───── Extracted entries ─────

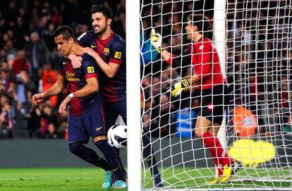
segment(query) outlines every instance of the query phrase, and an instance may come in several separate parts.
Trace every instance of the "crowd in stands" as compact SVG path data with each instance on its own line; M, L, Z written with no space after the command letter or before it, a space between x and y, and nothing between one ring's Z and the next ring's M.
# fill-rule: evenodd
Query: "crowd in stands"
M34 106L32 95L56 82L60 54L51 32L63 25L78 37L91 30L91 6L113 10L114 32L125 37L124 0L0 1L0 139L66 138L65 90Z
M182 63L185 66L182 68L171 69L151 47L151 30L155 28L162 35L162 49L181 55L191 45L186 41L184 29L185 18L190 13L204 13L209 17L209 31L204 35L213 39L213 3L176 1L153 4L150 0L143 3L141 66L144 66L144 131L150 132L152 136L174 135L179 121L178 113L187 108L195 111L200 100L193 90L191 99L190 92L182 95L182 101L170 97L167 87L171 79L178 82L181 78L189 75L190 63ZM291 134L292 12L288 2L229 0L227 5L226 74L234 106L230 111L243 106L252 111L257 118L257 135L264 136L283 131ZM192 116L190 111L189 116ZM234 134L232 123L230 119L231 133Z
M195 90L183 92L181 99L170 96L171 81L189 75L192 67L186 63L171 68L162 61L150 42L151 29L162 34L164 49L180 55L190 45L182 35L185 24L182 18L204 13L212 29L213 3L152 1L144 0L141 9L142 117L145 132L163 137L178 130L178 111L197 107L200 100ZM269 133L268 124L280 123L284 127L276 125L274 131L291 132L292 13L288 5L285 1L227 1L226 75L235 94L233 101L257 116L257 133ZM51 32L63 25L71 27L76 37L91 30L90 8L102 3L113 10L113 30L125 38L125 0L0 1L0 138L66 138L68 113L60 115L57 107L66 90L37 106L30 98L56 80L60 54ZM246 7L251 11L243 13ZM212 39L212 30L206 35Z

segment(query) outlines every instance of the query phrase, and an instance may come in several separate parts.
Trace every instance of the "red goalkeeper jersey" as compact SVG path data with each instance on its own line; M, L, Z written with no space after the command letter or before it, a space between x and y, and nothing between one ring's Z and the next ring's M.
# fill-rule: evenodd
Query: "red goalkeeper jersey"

─────
───── Extracted entries ─────

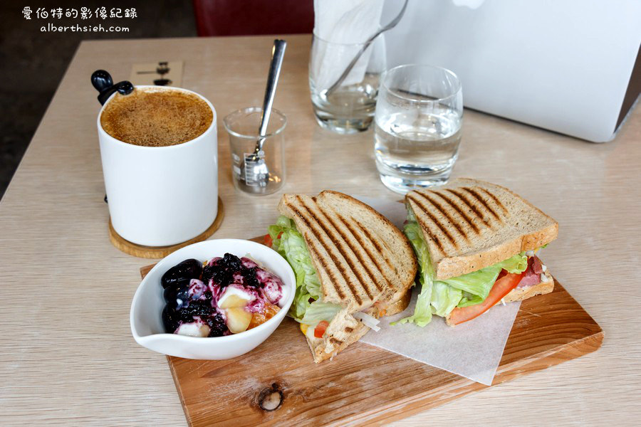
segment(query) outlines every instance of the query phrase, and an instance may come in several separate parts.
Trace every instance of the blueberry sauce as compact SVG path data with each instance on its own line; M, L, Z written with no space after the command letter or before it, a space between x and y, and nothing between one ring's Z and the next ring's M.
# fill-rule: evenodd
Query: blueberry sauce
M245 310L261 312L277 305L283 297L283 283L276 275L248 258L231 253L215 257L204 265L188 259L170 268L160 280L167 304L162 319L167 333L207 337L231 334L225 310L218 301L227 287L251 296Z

─────

• Exercise objective
Please count the lines of the data above that contain the string "between", treating uppercase and lowercase as different, and give only the number.

• Solution for this task
3